[Directions]: Transcribe the passage of the reflection on classroom discipline from "Key Questions to" up to and including "the young boys?", with no changes.
[Excerpt to read start]
This whole scenario might be ok, if the students had the choice to participate or rather if the school invested some time and energy into celebrating the diverse beliefs and cultures of whole year 7 class.  If the student body sang songs in celebration of a variety of cultural and religious backgrounds throughout the year? However, I am about 99% certain this is not the case.
EQUITY?????
I THINK NOT!!!!!!!!
To make matters worse
An eruption of laughter, fingers pointing, some boys standing to scrutinise their peer in the back row, the target of the outcry, who is sinking into his seat in utter humiliation. The “conductor” stands facing the persecuting mass and the humiliated boy with his arms tightly crossed in front his chest, resting upon his bulbous belly, a smug expression- “that’s what you get”- on his face. Ugly.

Moments ago… Teacher/conductor…oozing with condescension…  Hey you.” The student bodies heads all turn in the direction of his sour, ugly glare.  “Put away your lego or whatever it is you are playing with over there
Complete and utter horror.  Did that just happen?
Hummm
Boys need to be kept in line
Boys respond to the commanding approach… It’s what they need.
HUH-BLAH!!!!!! *hypothetical vomit in disgust*
This perspective is held by a good number of educators.  Based on the hypothetical vomit, I sure it is quite apparent that Miss Lame’s viewpoint and approach to teaching is NOT in line with the above.

Key Questions to consider:
1.       What is the purpose of this approach? What does it achieve?
The “key-ist” of questions…
2.       What does this approach actually TEACH the young boys?

My new, BRILLIANT book, “Information is Beautiful” shares information through visual representation. I have literally spent over 30 minutes on one page, completely engaged, following the visual leads, drawing connections and understanding concepts through images and their thoughtful placement on the pages- Ideal for Miss Lame’s attention span and learning style. What a GREAT teaching resource.
Interestingly and related to my above mention of teaching style, I came across a page in this glorious book illustrating the contrast between “Left Wing” and “Right Wing” political perspectives and the general attributes and approaches associated with each…  An overload of visual information I have to work my way through the illustration, a sort of mind-map representation. As I decipher the web of information, what jumps out at me is the piece that highlights the role and approach of adult figures in child rearing and education. I quickly placed myself VERY LEFT on the spectrum.
A summary:
Left
Right
The Expectation- A two way street:
·         Giving and receiving of respect
The approach:
·         nurturing love
·         “Relationship built on respect and trust”- mutual respect
·         Education: “Learning- to ask questions, to relate to and cooperate with others”
“THE SELF-NURTURING CHILD” openness, empathy, self-examination
Miss Lame example:
I don’t appreciate the tone with which you are speaking to me (the infamous “crusty senior sass”). I don’t speak to you that way. I act respectfully towards you and should be able to expect the same in return.
[Excerpt to read end]
[Records supplied start]
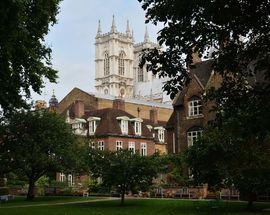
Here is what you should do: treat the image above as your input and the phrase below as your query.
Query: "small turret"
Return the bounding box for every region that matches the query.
[144,26,150,43]
[97,20,102,37]
[49,90,59,112]
[126,20,132,37]
[111,15,117,33]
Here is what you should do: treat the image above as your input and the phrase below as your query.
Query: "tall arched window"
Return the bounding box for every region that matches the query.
[138,68,144,82]
[187,126,203,146]
[118,52,125,75]
[104,52,110,75]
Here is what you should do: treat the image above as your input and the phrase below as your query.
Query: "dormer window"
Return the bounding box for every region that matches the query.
[154,126,165,143]
[87,117,100,135]
[134,122,142,135]
[130,118,143,136]
[188,97,202,117]
[187,127,202,146]
[89,120,97,134]
[116,116,129,134]
[69,118,87,135]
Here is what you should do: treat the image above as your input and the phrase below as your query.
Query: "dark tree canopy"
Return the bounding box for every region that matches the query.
[139,0,270,97]
[0,111,77,199]
[88,149,160,204]
[0,0,60,112]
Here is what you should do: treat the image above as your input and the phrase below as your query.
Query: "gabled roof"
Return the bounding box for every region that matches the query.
[190,60,213,87]
[173,60,213,106]
[83,108,152,138]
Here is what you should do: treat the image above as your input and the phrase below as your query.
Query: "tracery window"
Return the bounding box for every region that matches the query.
[138,68,143,82]
[118,52,125,75]
[104,52,110,75]
[187,127,202,146]
[188,97,202,116]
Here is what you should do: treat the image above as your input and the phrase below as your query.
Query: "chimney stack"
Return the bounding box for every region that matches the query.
[150,108,158,124]
[113,99,125,111]
[74,100,84,118]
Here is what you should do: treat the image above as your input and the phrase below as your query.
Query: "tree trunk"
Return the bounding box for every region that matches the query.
[121,189,126,205]
[0,173,6,187]
[26,179,35,201]
[247,193,257,210]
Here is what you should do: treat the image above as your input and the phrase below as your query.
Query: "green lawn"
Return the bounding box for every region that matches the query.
[0,196,96,207]
[0,199,270,215]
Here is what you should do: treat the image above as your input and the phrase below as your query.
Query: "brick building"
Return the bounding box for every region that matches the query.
[166,60,221,153]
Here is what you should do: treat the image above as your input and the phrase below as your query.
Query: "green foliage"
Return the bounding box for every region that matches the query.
[36,175,50,187]
[1,111,77,198]
[186,127,270,203]
[88,149,159,203]
[138,0,270,97]
[0,0,60,112]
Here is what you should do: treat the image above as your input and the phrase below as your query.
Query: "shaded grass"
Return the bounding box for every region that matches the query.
[0,199,270,215]
[0,196,96,207]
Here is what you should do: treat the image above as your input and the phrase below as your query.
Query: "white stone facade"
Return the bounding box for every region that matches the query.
[95,17,170,102]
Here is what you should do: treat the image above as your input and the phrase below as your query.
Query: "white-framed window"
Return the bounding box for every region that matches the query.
[59,172,66,182]
[121,119,128,134]
[116,141,123,151]
[72,123,83,129]
[138,68,144,82]
[68,174,74,187]
[158,129,164,143]
[188,99,202,116]
[89,120,97,135]
[98,141,105,151]
[89,142,96,149]
[141,143,147,156]
[128,142,135,153]
[118,52,125,75]
[134,121,142,135]
[187,129,202,146]
[104,52,110,75]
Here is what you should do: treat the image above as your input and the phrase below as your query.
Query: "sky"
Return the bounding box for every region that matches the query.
[32,0,159,102]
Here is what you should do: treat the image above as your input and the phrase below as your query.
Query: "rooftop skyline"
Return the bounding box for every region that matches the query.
[32,0,159,102]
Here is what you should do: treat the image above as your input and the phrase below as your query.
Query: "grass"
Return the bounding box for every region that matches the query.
[0,199,270,215]
[0,196,96,207]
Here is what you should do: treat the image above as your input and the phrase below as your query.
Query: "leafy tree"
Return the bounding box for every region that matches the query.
[138,0,270,97]
[0,111,77,200]
[0,0,60,112]
[88,149,159,204]
[139,0,270,208]
[186,125,270,207]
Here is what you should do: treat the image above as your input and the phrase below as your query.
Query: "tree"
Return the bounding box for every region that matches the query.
[186,125,270,208]
[88,149,159,204]
[138,0,270,98]
[0,0,60,113]
[139,0,270,208]
[0,110,76,200]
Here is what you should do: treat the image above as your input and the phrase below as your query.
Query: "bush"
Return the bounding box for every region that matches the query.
[0,187,9,196]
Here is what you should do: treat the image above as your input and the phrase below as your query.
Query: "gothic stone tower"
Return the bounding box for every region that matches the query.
[95,17,134,98]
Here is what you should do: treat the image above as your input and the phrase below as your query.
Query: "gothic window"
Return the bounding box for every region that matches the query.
[104,52,110,75]
[128,142,135,154]
[116,141,123,151]
[188,97,202,116]
[158,129,165,143]
[89,120,97,135]
[141,143,147,156]
[138,68,143,82]
[118,52,125,75]
[187,127,202,146]
[134,122,142,136]
[98,141,105,151]
[121,119,128,134]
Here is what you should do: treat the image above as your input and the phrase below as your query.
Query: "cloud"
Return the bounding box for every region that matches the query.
[32,0,159,101]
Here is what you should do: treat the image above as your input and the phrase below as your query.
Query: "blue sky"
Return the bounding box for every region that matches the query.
[32,0,161,101]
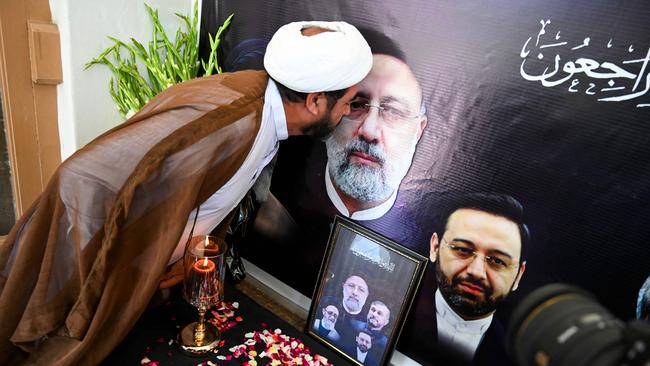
[Records supplied end]
[Worked solution]:
Key Questions to consider:
1.       What is the purpose of this approach? What does it achieve?
The “key-ist” of questions…
2.       What does this approach actually TEACH the young boys?